Comment by vivzkestrel
1 day ago
what did you refer for building this? did you read the protocol or did you go through other implementations? curious because it always makes me wonder how people build stuff like this from scratch
1 day ago
what did you refer for building this? did you read the protocol or did you go through other implementations? curious because it always makes me wonder how people build stuff like this from scratch
Interestingly (or maybe not) I started writing a Bittorrent client last week, also in Go. I don't really like AI/LLMs for coding, and my goal is to really learn from it. Not to just deliver some piece of code that an AI wrote...
So the first step is to figure out if there is an actual spec for the protocol. Well, in the case of Bittorrent there is a spec, but it's kinda... brief. Basically, this is the spec: https://www.bittorrent.org/beps/bep_0003.html
There are some additional extensions here: https://www.bittorrent.org/beps/bep_0000.html
It's very important to break the work up in tiny steps that each give some kind of a result. E.g. I started with parsing .torrent files, for which you have to implement bencoding.
That was interesting, because I downloaded the Arch Linux .torrent and found out it was basically incorrect: it has a url-list key which isn't mentioned in the spec. Then you have to go down a rabbit hole of some research trying to find out what the heck is up with that (turned out to be https://www.bittorrent.org/beps/bep_0019.html). Finally, was able to successfully parse the Debian Linux .torrent file.
= = = = =
TASK LIST —
a – In the Bittorrent comment thread, what key in the Arch Linux .torrent file is not mentioned in the spec?
b – Do these statements agree with the Bittorrent comment thread? Answer yes or no for each and quote the deciding words. (i) The client being written is in Go. (ii) The writer prefers to use LLMs for coding. (iii) The Debian Linux .torrent file was parsed successfully.
c – Carry on the Bittorrent comment thread, starting after its last sentence.

Data records
= = = = =
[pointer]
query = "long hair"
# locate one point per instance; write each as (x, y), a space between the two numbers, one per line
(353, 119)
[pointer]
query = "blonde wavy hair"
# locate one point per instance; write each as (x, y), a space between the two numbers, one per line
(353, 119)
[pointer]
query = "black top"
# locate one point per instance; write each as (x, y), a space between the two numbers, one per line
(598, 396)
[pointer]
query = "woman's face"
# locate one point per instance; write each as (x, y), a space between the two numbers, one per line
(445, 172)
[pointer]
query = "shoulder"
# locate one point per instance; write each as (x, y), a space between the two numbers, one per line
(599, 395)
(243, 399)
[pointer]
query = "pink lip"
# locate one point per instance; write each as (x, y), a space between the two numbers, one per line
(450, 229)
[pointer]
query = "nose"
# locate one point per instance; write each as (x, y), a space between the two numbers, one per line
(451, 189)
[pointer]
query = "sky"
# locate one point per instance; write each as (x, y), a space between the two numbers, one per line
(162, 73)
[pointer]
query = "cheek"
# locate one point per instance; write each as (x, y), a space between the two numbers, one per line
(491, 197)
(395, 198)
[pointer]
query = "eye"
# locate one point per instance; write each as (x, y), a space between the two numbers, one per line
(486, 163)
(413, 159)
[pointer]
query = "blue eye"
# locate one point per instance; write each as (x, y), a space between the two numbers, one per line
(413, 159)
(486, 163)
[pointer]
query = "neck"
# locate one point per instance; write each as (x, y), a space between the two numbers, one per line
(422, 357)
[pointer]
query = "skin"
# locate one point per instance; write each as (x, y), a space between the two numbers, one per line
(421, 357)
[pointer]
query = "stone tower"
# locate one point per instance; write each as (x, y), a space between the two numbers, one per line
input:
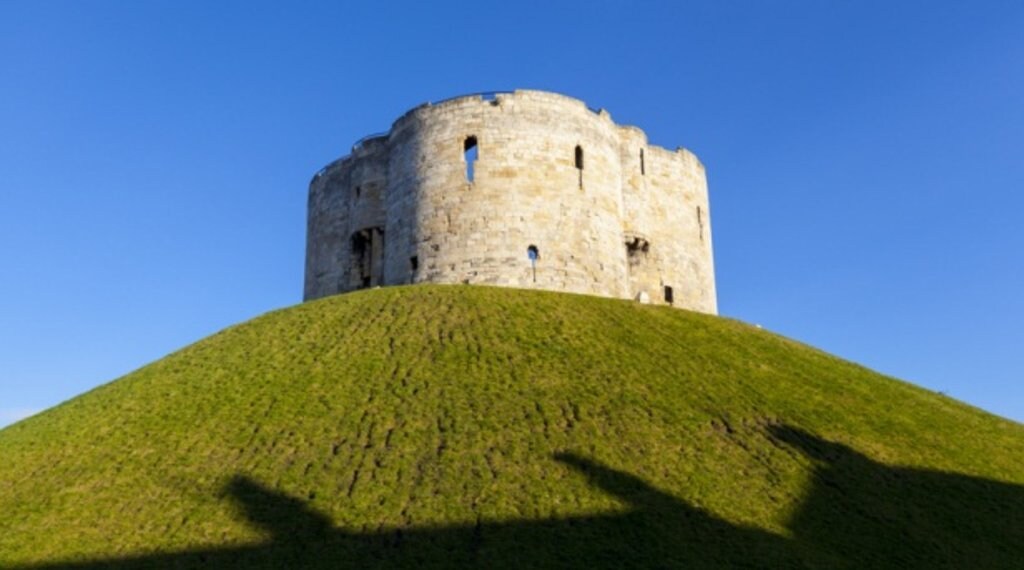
= = = = =
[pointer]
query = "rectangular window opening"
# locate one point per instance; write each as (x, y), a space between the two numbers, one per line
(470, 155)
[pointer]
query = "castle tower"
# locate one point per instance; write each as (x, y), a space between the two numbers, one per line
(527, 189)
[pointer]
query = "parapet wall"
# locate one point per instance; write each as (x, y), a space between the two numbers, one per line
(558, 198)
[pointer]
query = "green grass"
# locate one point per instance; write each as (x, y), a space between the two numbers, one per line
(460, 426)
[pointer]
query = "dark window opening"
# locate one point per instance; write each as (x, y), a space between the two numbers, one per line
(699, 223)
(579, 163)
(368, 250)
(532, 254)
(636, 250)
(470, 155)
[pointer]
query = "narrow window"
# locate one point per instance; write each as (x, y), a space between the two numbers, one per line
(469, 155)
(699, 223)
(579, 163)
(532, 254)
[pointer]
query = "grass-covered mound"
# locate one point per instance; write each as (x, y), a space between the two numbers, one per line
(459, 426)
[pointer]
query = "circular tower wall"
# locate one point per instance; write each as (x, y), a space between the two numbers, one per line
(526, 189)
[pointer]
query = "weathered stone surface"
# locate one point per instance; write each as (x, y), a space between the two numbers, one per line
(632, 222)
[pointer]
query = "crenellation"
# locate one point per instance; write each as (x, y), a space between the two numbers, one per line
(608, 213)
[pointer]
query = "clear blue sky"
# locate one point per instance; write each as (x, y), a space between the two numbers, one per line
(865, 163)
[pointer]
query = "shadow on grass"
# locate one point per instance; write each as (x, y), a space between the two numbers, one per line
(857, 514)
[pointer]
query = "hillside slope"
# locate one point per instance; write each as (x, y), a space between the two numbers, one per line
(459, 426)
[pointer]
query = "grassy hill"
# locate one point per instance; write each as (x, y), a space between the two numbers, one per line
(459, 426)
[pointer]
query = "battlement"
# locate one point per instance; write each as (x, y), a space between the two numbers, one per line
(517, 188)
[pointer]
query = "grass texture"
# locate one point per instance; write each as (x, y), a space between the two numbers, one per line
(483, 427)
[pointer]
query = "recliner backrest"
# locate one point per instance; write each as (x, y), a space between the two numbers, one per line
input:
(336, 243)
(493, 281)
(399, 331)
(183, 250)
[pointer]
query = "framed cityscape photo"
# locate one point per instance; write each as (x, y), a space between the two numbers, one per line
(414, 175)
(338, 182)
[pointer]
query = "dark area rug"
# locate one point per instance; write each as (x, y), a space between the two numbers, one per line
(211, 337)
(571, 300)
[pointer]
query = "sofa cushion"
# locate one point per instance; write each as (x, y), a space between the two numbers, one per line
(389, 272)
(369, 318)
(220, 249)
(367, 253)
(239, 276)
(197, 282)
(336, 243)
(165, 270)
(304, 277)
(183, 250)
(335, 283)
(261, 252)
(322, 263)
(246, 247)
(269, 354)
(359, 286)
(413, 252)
= = = = =
ANSWERS BY ITEM —
a – url-list

b –
(i) Yes: "I started writing a Bittorrent client last week, also in Go."
(ii) No: "I don't really like AI/LLMs for coding"
(iii) Yes: "Finally, was able to successfully parse the Debian Linux .torrent file."

c –
Then came implementing the tracker Announce HTTP request and the peer protocol. The peer protocol was tricky, and that's when an experimentation mindset comes in handy. I stripped the announce URL from the Debian torrent and loaded it up in KTorrent, that way it wasn't able to find any peers. I used the "Add peer" option to add my client so I could see what messages it was sending me, and alongside I would implement sending those to KTorrent messages too. A lot of trial and error and debugging.
I have to confess that from time to time I had to ask ChatGPT about some small protocol details because they just didn't show up in the spec. There's also a lot of details that clients have implemented over time but which aren't really documented well. Mostly algorithms for which pieces to download, which peers to choose, how to "choke"/"unchoke", etc, is not well-defined. But web searches help out a lot.
Also an honorable mention to https://wiki.theory.org/Main_Page which has some nice information.
I'm now at a point where I can fully download and upload a torrent with my local KTorrent, so the next steps are to actually get peers from the tracker, and some algorithm to download pieces and store them in a file.
Hope this gives some insights. Let me know if you have specific questions about the process.